▶ _EXERCISE DIRECTIONS_
Can you echo every one of the entries below back line for line, without changing a single character?

▶ _SUPPLIED MATERIAL_
..........

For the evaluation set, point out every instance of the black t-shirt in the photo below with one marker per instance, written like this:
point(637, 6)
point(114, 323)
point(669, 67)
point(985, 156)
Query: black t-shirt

..........

▶ _THE RESULT_
For the evaluation set, point out every instance of the black t-shirt in the photo below with one marker per instance, written like this:
point(637, 6)
point(114, 323)
point(669, 67)
point(985, 156)
Query: black t-shirt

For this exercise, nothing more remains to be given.